Passage provided >>

▬▬▬▬▬▬▬▬▬▬

- Born: January 7, 1974 (age 51) Iran
- Occupation(s): Actor, event producer, radio host
- Years active: 2007–present
- Known for: Founder of the Noor Iranian Film Festival, radio host for Radio Javan
- Spouse: Sharareh Ghahremani

= Siamak Ghahremani =

Siamak Ghahremani (born January 7, 1974) is an Iranian American cultural event producer and radio host. He is a founder of the annual Noor Iranian Film Festival in Los Angeles and co-host of the talk show Popcorn on Radio Javan. He has also co-hosted the Sunday Morning Show on 670 AM KIRN. After the establishment of NIFF, Ghahremani started managing Iranian artists’ performance tours in the US. In 2017, Ghahremani managed TM Bax US tour.

==Early life and career==
Ghahremani was born on January 7, 1974, in Iran, to parents who were of Baha’I religion. His family suffered religious persecution because the Baha’I religion was accorded no recognition in Iran. On a number of occasions Iranian prisons officials went to their house from Evin Prison but would not find them at home. Ghahremani was denied enrollment in schools in his district and had to travel about an hour to a school where the authorities there were considerate and tolerated Baha’i religion students. Ghahremani’s mother was denied access to proper medical attention when she had a miscarriage because of her religion. After this incident Ghahremani’s family tried to flee the country to Pakistan to seek asylum but were intercepted by the border and detained for weeks before being released due to the worsening health condition of his mother. They tried and succeeded in their second attempt to flee the country. Shortly after their arrival, his mother died at the age of 31 when Ghahremani was only twelve years old.

Ghahremani developed interest in movies when he was a kid as his mother took him to movies and began to like artists such as John Wayne and Anthony Quinn who were his mother’s favourite artists. During the Iranian revolution VCRs and movies were banned, they started renting boxes which contained a VHS player and a couple dozen movies inside. After the death of his mother he increased the frequency of his visit to movies to suppress the pains of his mother’s death. That exposure to film and cinema was the seed in developing and launching Noor Iranian Film Festival, the first Iranian Film Festival outside of Iran which worked closely with Hollywood stars such as Francis Fisher, Harry Lennix, Rain Wilson, Shohreh Aghdashloo, Behrouz Vossoughi, and Reza Badiyi.

▬▬▬▬▬▬▬▬▬▬

Problem A >> In the Siamak Ghahremani profile, what is the name of the talk show he co-hosts on Radio Javan?
Problem B >> Summarize the Siamak Ghahremani profile in two sentences.
Use only the Siamak Ghahremani profile, with no outside knowledge.

▬▬▬▬▬▬▬▬▬▬

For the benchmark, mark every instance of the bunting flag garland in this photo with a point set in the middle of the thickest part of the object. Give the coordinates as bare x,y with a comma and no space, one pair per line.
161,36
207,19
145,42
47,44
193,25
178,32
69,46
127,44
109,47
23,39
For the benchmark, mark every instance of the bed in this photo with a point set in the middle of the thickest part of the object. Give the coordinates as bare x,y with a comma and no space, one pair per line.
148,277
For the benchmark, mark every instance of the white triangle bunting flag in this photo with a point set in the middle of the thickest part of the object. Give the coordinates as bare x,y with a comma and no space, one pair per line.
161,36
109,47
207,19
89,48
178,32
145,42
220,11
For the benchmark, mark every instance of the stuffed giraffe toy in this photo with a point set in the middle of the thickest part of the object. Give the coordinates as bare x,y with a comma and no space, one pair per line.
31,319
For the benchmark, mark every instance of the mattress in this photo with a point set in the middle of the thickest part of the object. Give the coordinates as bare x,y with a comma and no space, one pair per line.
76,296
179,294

▬▬▬▬▬▬▬▬▬▬

Written response A >> Popcorn

Written response B >> Siamak Ghahremani, born January 7, 1974, in Iran, is an Iranian American cultural event producer and radio host who is a founder of the Noor Iranian Film Festival in Los Angeles and co-host of Popcorn on Radio Javan. His Baha'i family suffered religious persecution and fled Iran, his mother died when he was twelve, and the festival grew from the exposure to film that began when she took him to movies as a child.